_Work item A_. Using the text on Gussadi dance, explain why the Gussadi dancers wear special clothes and accessories, in one to three sentences.
_Work item B_. Continue the text on Gussadi dance from its final sentence about the seven main dance moves.

_Extract to read_.
┄┄┄┄┄┄

The Gussadi dancers are dressed with special clothes and accessories to stand out distinctively in the crowd. Dancers wear a very large hat called Malpuve that is made of peacock feathers, often include more than a thousand feathers. The dancers' preparations include rubbing ash on their bodies and outfitting themselves with fake beards and mustaches made of hair or wool. They dress their waists with a piece of goat or deer skin, and are equipped with a special wooden stick (Gangaram Sota).

International Mothers language day FEB 21 2025, Gondi Dance (gussadi) venue : IIIT Hyderabad

Accompanying the Gussadi dancers in the dance troupe are a group of men called Diyurs. They wear a simple white cloth called a dhoti and a headscarf. The women who perform the separate Rela dance are called Diyang.

== Dance steps ==
The Gussadi dance follows a defined set of rules and steps. There are seven main types of dance moves, known as the Edum Chaal (Seven Moves).

┄┄┄┄┄┄

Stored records

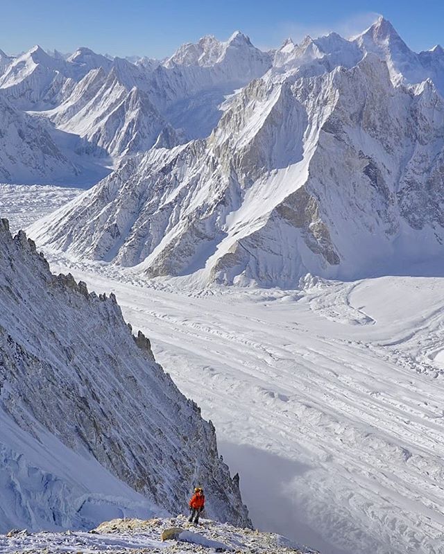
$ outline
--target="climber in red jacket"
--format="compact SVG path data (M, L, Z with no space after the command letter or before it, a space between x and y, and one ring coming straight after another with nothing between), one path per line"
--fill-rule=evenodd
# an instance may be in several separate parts
M200 512L203 510L205 505L205 497L203 494L203 489L202 487L196 487L194 489L194 494L189 501L189 511L191 515L188 519L189 521L192 521L194 518L194 523L199 523L199 515Z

┄┄┄┄┄┄

_Answer box A_. The Gussadi dancers wear special clothes and accessories so that they stand out distinctively in the crowd. These include a very large peacock-feather hat called Malpuve, ash rubbed on their bodies, fake beards and mustaches, goat or deer skin at the waist, and a wooden stick called Gangaram Sota.

_Answer box B_.
=== The Seven Moves ===

- Sur Chaal: This is the starting move. The word sur means "start." Several musicians play drums in a slow rhythm, while the Gussadi dancers stand in lines, moving their sticks forward and sideways while jumping slowly. This movement is a symbolic way of conveying introductory greetings, or a namaste, to the crowd.
- Gussadi Chaal: In this stage, the dancers bend down slightly. They move their right leg and their stick at the same time to the beat of the drums.
- Mahadevana Chaal: This is considered a spiritual movement, and is named after a god. In this stage, the rhythm of the drumming is sped up.
- Urum Chaal: In this step, the dancers mimic the movements of a monitor lizard, dancing closer to the ground.
- Hedge Chaal: The dancers mimic the movements of a bear, jumping and move forward with increasing intensity to match the drum sounds.
- Animal Moves: The sixth move often imitates the movement of other forest animals.
- Sakshi Chaal: The concluding move is the fastest part of the dance. Dancers hold their sticks with both hands, spinning very fast in the shape of the letter 'S'. In the final step, a loud dham is sounded from the drum, and all the dancers simultaneously jump high and then stop their dancing.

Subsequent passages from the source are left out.